EXTRACT:
•••

77Q - IMF
SUBADVISORY AGREEMENT
This SUBADVISORY AGREEMENT ("Agreement") is made this 2nd day of
September, 2008, by and between Western Asset Management Company, a
corporation organized under the laws of California (the "Subadviser") and
Western Asset Management Company Pte. Ltd., a corporation organized under the
laws of Singapore ("Western Singapore").
WHEREAS, the Subadviser has been retained by Xxxx Xxxxx Partners Fund
Advisor, LLC to provide investment advisory, management, and administrative
services to Xxxx Xxxxx Partners Income Trust (the "Trust"), a Maryland
business trust registered as a management investment company under the
Investment Company Act of 1940, as amended (the "1940 Act") to provide
investment advisory, management, and administrative services to the Trust
with respect to the series of the Trust designated in Schedule A annexed
hereto (the "Fund"); and
WHEREAS, the Subadviser wishes to engage Western Singapore to provide
certain investment advisory services to the Fund, and Western Singapore is
willing to furnish such services on the terms and conditions hereinafter set
forth;
NOW THEREFORE, in consideration of the promises and mutual covenants
herein contained, it is agreed as follows:
1. In accordance with and subject to the Subadvisory Agreement
between the Subadviser and Xxxx Xxxxx Partners Fund Advisor, LLC with respect
to the Fund (the "Subadvisory Agreement"), the Subadviser hereby appoints
Western Singapore to act as a subadviser with respect to the Fund for the
period and on the terms set forth in this Agreement. Western Singapore
accepts such appointment and agrees to render the services herein set forth,
for the compensation herein provided.
2. The Subadviser shall cause Western Singapore to be kept fully
informed at all times with regard to the securities owned by the Fund, its
funds available, or to become available, for investment, and generally as to
the condition of the Fund"s affairs. The Subadviser shall furnish Western
Singapore with such other documents and information with regard to the Fund"s
affairs as Western Singapore may from time to time reasonably request.

•••

INFORMATION SHOWN:
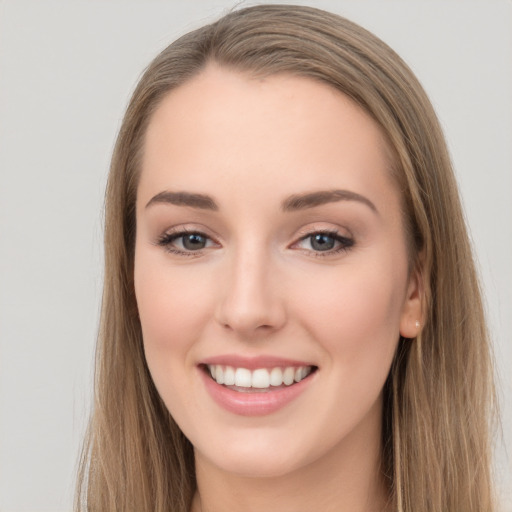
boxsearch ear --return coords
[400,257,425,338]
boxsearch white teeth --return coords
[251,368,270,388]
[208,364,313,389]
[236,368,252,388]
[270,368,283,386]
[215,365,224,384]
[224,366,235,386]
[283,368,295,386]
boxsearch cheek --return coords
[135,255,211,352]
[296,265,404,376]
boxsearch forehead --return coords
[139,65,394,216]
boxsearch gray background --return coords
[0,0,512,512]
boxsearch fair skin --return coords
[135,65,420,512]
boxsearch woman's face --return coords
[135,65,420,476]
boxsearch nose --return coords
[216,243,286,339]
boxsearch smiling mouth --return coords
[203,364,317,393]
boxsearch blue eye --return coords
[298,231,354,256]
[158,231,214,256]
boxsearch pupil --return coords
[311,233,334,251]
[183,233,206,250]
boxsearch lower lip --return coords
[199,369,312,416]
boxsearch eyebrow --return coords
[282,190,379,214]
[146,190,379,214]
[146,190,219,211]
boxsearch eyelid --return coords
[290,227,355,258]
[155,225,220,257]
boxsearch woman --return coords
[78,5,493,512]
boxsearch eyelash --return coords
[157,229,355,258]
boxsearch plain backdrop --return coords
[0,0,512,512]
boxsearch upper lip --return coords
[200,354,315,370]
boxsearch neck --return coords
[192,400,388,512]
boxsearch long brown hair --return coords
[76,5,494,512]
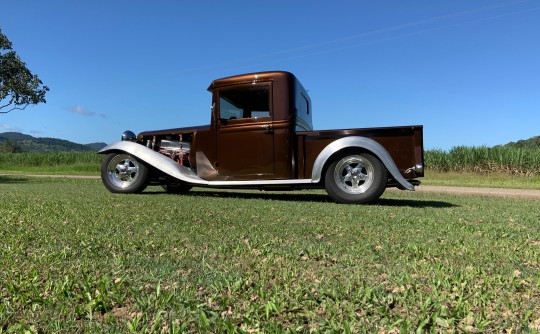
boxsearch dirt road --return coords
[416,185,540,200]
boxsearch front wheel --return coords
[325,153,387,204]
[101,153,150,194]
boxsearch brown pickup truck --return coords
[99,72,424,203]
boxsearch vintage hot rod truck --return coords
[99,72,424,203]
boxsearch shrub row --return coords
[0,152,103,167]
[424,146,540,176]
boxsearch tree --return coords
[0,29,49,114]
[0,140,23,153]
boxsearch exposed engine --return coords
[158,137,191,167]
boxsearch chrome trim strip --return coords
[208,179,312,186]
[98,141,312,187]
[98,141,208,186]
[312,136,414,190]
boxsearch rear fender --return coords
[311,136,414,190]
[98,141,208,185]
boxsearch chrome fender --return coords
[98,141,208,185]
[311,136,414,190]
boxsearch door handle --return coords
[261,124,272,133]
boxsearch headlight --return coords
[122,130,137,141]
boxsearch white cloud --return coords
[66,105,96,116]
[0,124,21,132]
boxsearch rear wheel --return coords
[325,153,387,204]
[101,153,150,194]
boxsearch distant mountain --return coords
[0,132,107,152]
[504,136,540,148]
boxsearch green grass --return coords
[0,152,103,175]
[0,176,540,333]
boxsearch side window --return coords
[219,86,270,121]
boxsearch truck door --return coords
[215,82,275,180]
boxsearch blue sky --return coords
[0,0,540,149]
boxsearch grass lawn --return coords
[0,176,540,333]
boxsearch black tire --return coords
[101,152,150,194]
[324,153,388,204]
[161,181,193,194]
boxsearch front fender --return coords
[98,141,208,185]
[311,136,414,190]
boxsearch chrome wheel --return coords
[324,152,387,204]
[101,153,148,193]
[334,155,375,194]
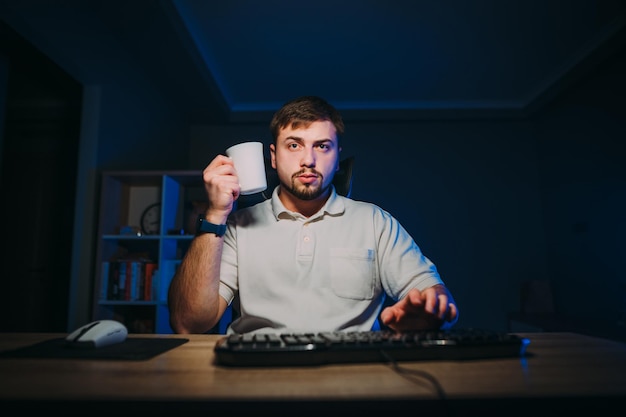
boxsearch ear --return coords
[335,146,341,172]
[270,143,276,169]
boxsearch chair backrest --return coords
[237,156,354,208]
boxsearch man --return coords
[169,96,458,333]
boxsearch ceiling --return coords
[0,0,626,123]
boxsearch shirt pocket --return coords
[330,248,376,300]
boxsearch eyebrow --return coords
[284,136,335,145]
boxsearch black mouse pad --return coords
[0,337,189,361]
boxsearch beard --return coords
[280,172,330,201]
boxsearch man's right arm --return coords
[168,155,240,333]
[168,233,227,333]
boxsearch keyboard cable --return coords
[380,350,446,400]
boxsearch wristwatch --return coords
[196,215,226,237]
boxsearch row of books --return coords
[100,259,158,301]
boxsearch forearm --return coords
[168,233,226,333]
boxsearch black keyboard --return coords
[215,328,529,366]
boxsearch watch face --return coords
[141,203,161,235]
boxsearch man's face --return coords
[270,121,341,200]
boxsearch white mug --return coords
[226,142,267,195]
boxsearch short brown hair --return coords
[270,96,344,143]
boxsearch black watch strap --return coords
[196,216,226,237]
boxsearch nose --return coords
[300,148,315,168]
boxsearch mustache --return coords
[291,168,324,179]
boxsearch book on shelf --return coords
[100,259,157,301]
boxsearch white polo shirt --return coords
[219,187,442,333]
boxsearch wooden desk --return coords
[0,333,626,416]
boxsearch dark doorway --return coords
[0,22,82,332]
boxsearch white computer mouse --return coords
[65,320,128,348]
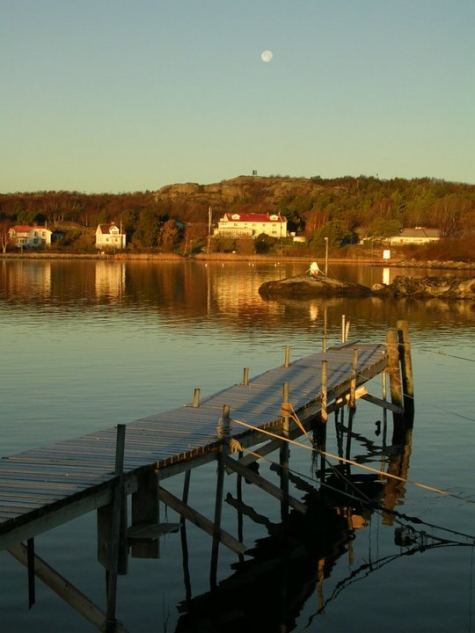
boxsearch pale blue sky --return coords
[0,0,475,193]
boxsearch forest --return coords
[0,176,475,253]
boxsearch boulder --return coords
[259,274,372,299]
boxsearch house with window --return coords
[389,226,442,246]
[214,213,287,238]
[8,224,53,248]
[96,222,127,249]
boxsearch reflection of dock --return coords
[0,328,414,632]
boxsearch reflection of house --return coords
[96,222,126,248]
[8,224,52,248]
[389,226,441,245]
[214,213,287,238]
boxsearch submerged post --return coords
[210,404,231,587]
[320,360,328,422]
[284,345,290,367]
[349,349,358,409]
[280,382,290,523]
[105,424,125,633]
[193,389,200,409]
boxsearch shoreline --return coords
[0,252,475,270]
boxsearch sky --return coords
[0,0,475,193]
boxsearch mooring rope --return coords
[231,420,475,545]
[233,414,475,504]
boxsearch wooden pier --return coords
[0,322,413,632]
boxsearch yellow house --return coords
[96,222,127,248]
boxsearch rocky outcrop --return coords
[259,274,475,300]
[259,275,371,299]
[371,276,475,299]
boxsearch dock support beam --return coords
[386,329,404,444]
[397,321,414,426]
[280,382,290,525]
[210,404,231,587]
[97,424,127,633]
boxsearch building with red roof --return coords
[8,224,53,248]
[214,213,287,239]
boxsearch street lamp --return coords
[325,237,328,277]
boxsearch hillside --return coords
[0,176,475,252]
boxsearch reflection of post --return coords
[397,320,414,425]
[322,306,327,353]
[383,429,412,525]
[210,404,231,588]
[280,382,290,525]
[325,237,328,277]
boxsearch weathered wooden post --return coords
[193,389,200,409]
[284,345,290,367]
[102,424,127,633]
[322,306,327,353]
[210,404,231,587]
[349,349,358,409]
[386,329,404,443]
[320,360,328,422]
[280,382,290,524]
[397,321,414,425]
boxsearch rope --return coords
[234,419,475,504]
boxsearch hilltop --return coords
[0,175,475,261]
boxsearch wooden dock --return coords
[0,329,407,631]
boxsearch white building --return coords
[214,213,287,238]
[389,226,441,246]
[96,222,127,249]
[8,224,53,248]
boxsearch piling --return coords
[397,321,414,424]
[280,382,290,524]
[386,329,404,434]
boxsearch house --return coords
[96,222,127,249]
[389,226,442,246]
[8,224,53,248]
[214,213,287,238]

•••

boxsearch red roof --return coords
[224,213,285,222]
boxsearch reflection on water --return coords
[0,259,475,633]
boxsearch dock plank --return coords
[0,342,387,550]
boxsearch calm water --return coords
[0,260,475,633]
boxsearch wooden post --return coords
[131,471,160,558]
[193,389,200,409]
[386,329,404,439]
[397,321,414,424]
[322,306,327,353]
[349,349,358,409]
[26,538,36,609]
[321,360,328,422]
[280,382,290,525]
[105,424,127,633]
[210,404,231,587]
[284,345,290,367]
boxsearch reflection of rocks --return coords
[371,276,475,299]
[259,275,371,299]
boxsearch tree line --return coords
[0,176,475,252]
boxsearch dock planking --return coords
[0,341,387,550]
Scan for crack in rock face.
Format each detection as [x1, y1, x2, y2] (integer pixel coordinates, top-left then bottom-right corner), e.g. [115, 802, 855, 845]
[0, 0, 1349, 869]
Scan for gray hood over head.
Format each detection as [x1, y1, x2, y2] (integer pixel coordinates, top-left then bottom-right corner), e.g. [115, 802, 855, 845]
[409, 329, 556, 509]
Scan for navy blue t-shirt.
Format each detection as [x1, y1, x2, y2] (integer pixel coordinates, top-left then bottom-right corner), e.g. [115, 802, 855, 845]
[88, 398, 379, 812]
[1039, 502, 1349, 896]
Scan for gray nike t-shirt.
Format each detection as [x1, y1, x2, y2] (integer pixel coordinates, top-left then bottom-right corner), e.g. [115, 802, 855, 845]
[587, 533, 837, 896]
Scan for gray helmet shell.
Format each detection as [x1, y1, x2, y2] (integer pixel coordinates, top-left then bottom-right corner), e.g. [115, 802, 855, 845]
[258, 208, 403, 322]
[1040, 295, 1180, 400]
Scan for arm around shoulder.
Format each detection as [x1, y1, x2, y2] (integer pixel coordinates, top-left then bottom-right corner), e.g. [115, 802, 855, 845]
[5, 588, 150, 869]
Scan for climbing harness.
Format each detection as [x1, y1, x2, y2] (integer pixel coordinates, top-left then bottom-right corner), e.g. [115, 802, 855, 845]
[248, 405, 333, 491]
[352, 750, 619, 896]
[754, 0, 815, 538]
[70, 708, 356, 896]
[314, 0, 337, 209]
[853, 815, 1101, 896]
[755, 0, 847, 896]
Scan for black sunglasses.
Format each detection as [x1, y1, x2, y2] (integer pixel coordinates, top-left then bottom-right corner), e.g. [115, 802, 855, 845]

•••

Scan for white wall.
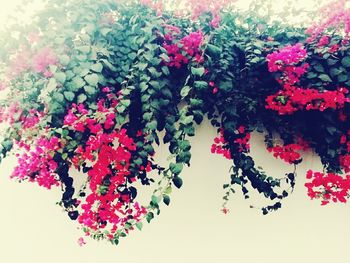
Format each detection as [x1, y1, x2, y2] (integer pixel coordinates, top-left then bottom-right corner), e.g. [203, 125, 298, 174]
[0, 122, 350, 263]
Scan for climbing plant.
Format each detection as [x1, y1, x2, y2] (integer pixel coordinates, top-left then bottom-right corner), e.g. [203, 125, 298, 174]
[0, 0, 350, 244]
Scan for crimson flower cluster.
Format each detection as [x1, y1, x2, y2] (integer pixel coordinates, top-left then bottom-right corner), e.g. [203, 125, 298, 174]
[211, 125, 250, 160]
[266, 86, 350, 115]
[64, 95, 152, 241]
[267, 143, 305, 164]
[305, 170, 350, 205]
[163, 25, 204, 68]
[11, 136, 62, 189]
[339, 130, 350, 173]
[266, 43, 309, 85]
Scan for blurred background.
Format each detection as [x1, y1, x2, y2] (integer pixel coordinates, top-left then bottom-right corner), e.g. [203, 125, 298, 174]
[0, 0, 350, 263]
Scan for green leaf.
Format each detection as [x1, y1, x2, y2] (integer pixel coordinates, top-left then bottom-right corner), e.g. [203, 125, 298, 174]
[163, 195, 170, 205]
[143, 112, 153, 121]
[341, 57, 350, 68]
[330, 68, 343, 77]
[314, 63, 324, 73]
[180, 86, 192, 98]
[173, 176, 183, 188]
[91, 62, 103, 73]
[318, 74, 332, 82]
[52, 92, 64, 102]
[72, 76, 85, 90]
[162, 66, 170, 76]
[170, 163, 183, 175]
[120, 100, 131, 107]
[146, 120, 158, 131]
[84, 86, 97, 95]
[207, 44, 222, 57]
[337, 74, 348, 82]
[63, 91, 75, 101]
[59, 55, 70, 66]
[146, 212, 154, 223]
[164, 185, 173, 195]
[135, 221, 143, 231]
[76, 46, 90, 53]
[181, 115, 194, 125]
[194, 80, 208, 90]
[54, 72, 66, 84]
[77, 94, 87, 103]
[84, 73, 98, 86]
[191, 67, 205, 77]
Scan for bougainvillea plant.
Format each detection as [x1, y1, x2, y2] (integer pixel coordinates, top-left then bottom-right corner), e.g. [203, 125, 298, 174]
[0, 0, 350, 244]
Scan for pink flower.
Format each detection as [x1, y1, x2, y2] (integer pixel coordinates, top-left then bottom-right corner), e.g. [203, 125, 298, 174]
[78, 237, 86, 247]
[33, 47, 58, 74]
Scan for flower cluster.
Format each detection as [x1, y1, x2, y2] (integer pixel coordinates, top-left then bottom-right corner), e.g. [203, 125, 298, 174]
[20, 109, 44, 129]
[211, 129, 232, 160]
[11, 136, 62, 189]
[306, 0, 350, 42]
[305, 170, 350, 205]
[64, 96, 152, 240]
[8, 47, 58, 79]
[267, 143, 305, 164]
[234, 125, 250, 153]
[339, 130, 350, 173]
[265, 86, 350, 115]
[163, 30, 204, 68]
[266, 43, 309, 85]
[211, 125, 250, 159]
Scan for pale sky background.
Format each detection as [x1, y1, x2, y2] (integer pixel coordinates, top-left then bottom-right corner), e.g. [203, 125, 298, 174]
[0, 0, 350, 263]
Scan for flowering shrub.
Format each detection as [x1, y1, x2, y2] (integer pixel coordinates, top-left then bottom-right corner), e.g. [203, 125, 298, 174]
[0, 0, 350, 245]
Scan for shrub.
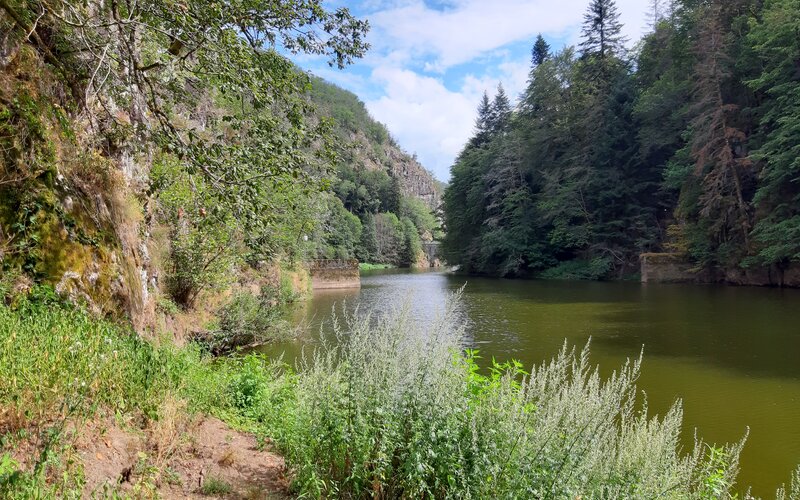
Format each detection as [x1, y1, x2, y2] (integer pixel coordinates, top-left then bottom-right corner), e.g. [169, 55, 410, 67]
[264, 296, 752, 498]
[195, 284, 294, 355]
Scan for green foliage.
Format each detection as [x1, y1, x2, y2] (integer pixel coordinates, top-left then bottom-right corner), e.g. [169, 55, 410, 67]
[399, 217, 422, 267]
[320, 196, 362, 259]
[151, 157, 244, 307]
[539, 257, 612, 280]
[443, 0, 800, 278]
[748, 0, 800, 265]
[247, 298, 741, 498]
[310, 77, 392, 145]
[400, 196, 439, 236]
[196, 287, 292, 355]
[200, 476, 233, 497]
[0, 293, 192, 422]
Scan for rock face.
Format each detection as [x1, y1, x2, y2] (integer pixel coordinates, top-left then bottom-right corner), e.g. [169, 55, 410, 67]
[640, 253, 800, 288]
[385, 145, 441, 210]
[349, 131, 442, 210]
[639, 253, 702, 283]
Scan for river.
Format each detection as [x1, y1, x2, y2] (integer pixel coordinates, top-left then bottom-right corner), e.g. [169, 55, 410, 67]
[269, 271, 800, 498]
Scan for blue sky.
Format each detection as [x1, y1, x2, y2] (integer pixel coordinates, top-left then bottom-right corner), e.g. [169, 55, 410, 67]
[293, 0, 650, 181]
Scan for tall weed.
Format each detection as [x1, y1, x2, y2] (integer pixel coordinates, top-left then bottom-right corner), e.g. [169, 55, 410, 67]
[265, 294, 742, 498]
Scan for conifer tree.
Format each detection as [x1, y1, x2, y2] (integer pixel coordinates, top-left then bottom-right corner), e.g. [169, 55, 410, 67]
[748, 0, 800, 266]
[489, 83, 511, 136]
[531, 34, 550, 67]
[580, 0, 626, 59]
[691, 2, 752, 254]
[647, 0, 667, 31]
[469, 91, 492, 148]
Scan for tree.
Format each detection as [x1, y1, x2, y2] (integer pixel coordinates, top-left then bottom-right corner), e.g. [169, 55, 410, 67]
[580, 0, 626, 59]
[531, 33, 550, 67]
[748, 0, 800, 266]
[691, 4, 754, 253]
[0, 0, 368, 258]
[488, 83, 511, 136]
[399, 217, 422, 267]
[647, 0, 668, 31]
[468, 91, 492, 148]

•••

GIVEN TASK:
In the subadvisory agreement, under the laws of which country is Western Asset Management Company Pte. Ltd. organized? The listing has no connection to the subadvisory agreement.

TASK SOLUTION:
Singapore